Al otro lado del cristal

una lluvia fina, persistente,

de marzo, acuchillaba

la oxidada luz de la tarde.

Salvo un viejo medio dormitando

en un rincón, no quedaba nadie

en el bar. Entonces, en un momento

—no sé por qué, ni creo que importe

demasiado, el caso es que sucedió—,

puse mi mano sobre la tuya

y te dije que te quería.

Luego pasó todo muy rápido:

a ti se te llenaron los ojos de lágrimas,

el camarero se me quedó mirando,

tuvimos que largarnos de allí. (p.129)

 

Otros poemas hablan de amores pasados y de las pocas huellas que de ellos quedaron[12], de posibles amores ni siquiera iniciados[13], del final del amor[14] o directamente del sexo[15]. Sea desde la perspectiva que sea, lo cierto es que más de dos tercios de los poemas tocan directamente la temática amorosa[16], y del tercio restante la gran mayoría lo roza.

* SECCIÓN DE DATOS

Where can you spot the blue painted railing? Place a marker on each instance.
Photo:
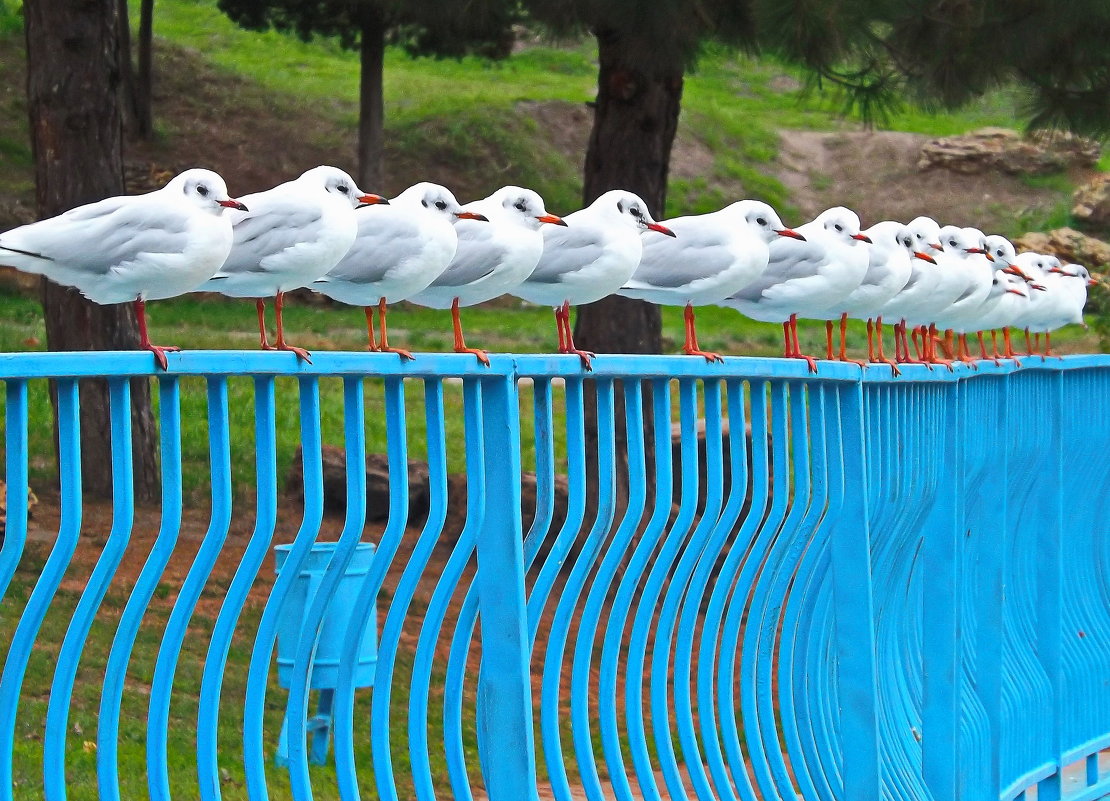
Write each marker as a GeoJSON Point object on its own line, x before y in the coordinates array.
{"type": "Point", "coordinates": [753, 582]}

* TAREA ASIGNADA 1
De acuerdo con el fragmento, ¿qué proporción de los poemas toca directamente la temática amorosa?
* TAREA ASIGNADA 2
Reescriba de forma más breve el párrafo del fragmento que comienza con «Otros poemas hablan de amores pasados», conservando sus datos principales.
* TAREA ASIGNADA 3
Prosiga el fragmento sobre la poesía amorosa a partir de su última oración.

* RESPUESTA DEL EJERCICIO 1
Más de dos tercios de los poemas.

* RESPUESTA DEL EJERCICIO 2
Otros poemas tratan de amores pasados y sus escasas huellas, de amores posibles que nunca comenzaron, del final del amor o del sexo. Más de dos tercios abordan directamente el amor, y casi todos los demás lo rozan.

* RESPUESTA DEL EJERCICIO 3
Temas secundarios hay varios, entendiendo por tales aquellos menos desarrollados que sirven de complemento, contraste o incluso descanso del central. Es importante repetir que en muchos casos estos otros temas aluden también al amoroso, como ya hemos visto en «La fecha». De estos otros temas el más frecuente tal vez sea el de «la madurez», entendida la mayoría de las veces como pérdida de la posibilidad de nuevas experiencias amorosas[17]. Estos poemas hablan siempre, parten o vienen a parar al amor o a su ausencia. Sirva como ejemplo «Señor»:

 

No es que moleste

en sí, pero

cuesta acostumbrarse.

 

Eso de que vayas

por ahí

tranquilamente

y se te acerque

una chavala

y te diga:

«¿tiene hora, señor?»,

 

eso de que te saquen

de la pista

con tanta educación,

no es fácil de asumir,

qué duda cabe. (p.126)

 

Temas próximos al anterior son «las viejas amistades»[18], «la vejez»[19] y «la fugacidad de la vida»[20]. De entre estos poemas llama la atención por varios motivos «Me enternecen sobremanera» (p. 127); además de tener lugar en un bar —que como más adelante veremos es el marco espacial más habitual en la obra de Iribarren— y de ser de algún modo una etopeya indirecta del propio autor, comprobamos que en él la vejez es en pareja, volviendo una vez más a la temática principal:

 

Me enternecen sobremanera

esas parejas

de viejecitos renqueantes

que se sostienen en pie difícilmente

y sin embargo llegan cada día

puntuales a la cita

con el café con leche

y el periódico.

Miran como si en realidad

lo que suceda

nada les importase, como si todo

lo habido y por haber

se la trajese floja

a esas alturas.

Y lo único que quieren

es que mañana el bar

esté en su sitio.

Y que ellos lo vean.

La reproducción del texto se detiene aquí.